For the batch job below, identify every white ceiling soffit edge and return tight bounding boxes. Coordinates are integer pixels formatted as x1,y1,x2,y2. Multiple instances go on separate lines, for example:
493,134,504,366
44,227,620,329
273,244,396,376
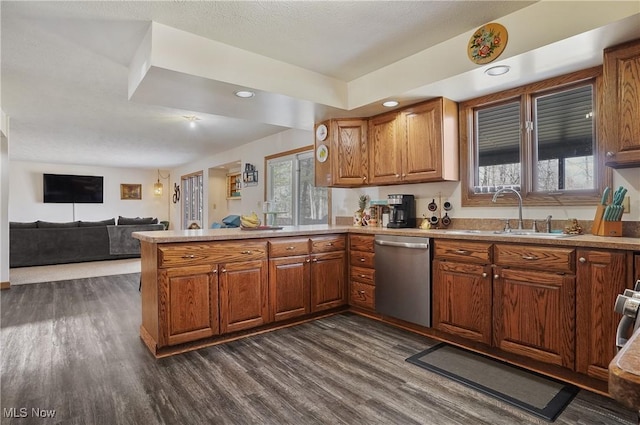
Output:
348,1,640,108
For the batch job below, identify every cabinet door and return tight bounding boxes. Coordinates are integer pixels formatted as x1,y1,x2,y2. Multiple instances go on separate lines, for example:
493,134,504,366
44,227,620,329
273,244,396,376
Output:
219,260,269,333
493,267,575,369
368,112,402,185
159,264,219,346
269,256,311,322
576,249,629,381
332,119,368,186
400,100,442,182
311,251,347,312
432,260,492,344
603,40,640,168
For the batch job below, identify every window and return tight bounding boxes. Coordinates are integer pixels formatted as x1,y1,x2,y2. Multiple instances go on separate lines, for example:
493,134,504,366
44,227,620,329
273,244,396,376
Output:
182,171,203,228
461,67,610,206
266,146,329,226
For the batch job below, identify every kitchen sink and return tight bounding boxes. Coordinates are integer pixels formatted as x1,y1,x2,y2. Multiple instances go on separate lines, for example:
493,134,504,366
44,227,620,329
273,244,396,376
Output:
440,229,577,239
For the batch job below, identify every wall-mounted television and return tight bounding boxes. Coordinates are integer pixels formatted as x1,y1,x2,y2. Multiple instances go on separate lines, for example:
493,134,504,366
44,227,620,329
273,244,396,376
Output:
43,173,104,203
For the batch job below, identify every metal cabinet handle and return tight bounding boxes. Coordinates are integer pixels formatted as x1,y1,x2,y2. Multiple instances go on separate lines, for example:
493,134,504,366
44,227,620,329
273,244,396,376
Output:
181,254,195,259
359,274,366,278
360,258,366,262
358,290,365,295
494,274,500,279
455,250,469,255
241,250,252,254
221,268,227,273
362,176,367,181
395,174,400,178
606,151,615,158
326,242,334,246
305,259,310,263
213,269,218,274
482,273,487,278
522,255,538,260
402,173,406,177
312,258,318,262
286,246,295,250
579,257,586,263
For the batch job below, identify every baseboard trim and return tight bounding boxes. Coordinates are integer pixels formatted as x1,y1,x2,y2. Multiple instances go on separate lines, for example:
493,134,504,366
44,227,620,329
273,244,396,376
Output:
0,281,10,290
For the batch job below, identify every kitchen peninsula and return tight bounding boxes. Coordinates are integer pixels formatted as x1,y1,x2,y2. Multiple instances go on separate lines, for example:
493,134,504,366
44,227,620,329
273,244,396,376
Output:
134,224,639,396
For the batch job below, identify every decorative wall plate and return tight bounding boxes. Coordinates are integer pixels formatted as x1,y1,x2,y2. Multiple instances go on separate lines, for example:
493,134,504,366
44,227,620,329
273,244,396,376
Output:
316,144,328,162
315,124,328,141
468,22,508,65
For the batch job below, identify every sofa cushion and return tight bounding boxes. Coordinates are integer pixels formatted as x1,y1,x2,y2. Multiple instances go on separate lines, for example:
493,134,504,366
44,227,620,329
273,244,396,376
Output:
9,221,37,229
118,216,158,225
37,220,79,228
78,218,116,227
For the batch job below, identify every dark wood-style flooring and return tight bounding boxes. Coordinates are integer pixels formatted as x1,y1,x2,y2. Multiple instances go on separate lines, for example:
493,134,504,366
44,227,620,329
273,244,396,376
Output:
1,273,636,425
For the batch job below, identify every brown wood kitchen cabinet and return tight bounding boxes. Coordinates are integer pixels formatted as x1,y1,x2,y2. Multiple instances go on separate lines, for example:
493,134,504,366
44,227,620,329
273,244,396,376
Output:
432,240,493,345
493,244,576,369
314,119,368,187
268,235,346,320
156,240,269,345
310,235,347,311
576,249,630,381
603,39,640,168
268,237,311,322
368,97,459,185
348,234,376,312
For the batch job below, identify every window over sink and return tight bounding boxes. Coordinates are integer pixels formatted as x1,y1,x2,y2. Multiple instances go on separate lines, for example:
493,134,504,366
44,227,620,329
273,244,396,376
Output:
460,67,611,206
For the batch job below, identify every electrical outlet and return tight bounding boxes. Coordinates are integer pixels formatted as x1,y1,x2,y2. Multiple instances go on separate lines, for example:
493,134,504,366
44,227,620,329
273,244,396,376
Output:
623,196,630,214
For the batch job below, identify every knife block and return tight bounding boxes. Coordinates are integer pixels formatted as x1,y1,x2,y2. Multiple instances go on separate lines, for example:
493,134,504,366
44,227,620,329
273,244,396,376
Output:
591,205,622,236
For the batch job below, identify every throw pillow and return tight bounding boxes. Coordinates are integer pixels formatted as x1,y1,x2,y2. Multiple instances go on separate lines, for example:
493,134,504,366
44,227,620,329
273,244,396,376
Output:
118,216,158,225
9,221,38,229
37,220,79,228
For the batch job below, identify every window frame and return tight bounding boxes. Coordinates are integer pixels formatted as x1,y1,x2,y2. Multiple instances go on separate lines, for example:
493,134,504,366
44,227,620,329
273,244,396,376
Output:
────────────────────
• [What you are asked to do] Please copy all lines of the listing in which the string "cabinet" occurs.

• [Output for this task]
For the batch job below, identify every cabinet door and return tight bounding boxes. Coordinates are integer pixels formatted as x1,y1,x2,y2. Multiple instances go on separate lines, for example:
For the batch job below, identify every metal cabinet handle and return tight bounding boxes. Coordinates are integer pixels formatted as x1,y1,x2,y2. Multiple instances go on separate lines, for example:
For the batch job below, identify every brown wood kitchen cabinet and return tight bounding boxes. Coordinates are integer pixels formatted as x1,y1,x2,y2. Multiple instances go on separate lines, for example:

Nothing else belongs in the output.